(Entries from a point annotation set)
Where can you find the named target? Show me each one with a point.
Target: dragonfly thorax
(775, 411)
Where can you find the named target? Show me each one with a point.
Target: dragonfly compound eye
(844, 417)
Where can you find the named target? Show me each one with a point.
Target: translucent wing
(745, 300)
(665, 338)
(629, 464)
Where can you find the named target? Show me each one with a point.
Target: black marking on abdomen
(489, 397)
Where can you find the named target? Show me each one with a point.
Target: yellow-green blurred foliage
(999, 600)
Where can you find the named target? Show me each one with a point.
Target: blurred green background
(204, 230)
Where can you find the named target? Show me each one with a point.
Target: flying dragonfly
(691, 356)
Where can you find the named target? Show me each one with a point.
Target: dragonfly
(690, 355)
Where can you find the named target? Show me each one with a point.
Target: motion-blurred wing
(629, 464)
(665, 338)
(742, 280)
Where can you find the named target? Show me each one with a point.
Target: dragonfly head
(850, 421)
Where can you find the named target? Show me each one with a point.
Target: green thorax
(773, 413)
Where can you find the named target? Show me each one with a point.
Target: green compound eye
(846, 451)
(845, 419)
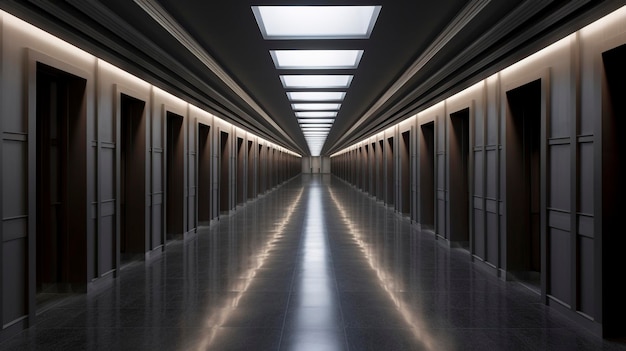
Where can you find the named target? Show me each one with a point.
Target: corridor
(312, 265)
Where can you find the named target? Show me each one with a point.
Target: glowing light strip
(219, 318)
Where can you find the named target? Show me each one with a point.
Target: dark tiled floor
(313, 265)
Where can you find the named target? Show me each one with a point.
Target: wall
(562, 250)
(319, 164)
(97, 216)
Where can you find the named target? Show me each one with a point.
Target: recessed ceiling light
(316, 125)
(316, 95)
(316, 114)
(316, 107)
(316, 120)
(315, 81)
(307, 129)
(316, 22)
(316, 59)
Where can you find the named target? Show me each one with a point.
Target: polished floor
(313, 265)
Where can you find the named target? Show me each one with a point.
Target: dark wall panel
(14, 254)
(559, 263)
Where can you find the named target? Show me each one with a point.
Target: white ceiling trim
(163, 18)
(455, 27)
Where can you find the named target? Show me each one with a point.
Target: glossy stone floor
(313, 265)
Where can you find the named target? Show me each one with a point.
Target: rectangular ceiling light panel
(316, 95)
(316, 120)
(316, 114)
(316, 107)
(316, 125)
(316, 59)
(316, 22)
(316, 81)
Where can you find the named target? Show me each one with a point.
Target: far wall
(319, 164)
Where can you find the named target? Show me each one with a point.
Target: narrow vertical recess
(174, 207)
(132, 143)
(459, 177)
(204, 174)
(523, 150)
(427, 176)
(613, 191)
(61, 185)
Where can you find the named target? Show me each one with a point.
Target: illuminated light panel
(316, 59)
(316, 114)
(316, 22)
(316, 95)
(316, 125)
(316, 81)
(316, 120)
(316, 107)
(315, 129)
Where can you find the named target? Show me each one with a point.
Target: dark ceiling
(419, 53)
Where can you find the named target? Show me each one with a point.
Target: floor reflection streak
(417, 325)
(218, 319)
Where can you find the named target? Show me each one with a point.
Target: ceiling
(212, 53)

*Requirements*. The entries above are to be returned exactly, without their pictures.

*Exercise solution*.
Where can you find the named target? Show me each one with a point.
Target: dragonfly thorax
(775, 411)
Where can you find the named target? Show me each one with a point.
Target: dragonfly compound eye
(844, 417)
Where can you find the named target? Show me each one with a point.
Target: translucent wing
(745, 300)
(665, 338)
(629, 464)
Where can you find the named target? Show me each one with a point.
Target: black marking on abdomen
(489, 397)
Where can you find the named target? Show me each one with a point.
Target: yellow-green blurred foliage
(999, 600)
Where can you find the named target? Show me each one with a point.
Target: blurred green background
(204, 230)
Where can you find the named target? Show me each one with a point.
Target: flying dragonfly
(691, 356)
Where can you find the named target? Show me each one with a point.
Target: dragonfly
(690, 355)
Where can you find the named target? Show me each one with a point.
Target: motion-blurred wing
(629, 464)
(665, 338)
(742, 280)
Where can you find the named target? Show me each one with a point.
Target: dragonfly head
(850, 421)
Where can you find the named target? Show me each one with a point.
Target: green thorax
(773, 413)
Where can you find the named target? Show me each one with a point.
Target: green compound eye
(846, 451)
(845, 419)
Where can you find the named target? Show me each one with a point.
Target: corridor
(312, 265)
Where can you find the named target? Show me each one with a point.
Target: glowing light strip
(219, 318)
Where can you find the named target? Show me each one with a point.
Target: dark tiled floor
(313, 265)
Where can you find the named target? Show me each one with a point.
Target: wall
(562, 250)
(319, 164)
(97, 216)
Where can you find the named target? Show me each one with a point.
Target: recessed ceiling light
(316, 125)
(316, 95)
(316, 114)
(316, 107)
(316, 120)
(315, 81)
(307, 129)
(316, 22)
(316, 59)
Where can you find the named target? Show me each one with a point.
Target: polished floor
(313, 265)
Where can you find the named target? Show me each one with a point.
Target: dark wall panel
(14, 254)
(559, 263)
Where can you find the named target? Show me each one with a point.
Target: white ceiling trim
(163, 18)
(455, 27)
Where can you find the named target? Show me each one with a point.
Target: glossy stone floor
(313, 265)
Where can you find the named target? Show me each one with a point.
Target: rectangular ceiling light panel
(316, 95)
(316, 120)
(316, 114)
(316, 107)
(316, 125)
(316, 59)
(316, 22)
(316, 81)
Where can you find the named target? Show me each one with a point.
Target: far wall
(319, 164)
Where can you find the named target? Show me each one with a point.
Target: narrow vertical recess
(174, 207)
(132, 143)
(459, 177)
(204, 174)
(523, 150)
(427, 176)
(613, 191)
(61, 185)
Where can you find the named target? Show me each one with a point.
Target: illuminated light panel
(316, 59)
(316, 114)
(316, 22)
(316, 95)
(316, 125)
(316, 81)
(316, 120)
(316, 107)
(315, 129)
Where can you find the named target? Show me each one with a point.
Target: dark ceiling
(419, 53)
Where can you find the named target? Show me each one with a point.
Target: floor reflection streak
(417, 325)
(218, 319)
Where can you find the named target? Show me each one with a point.
Target: ceiling
(212, 53)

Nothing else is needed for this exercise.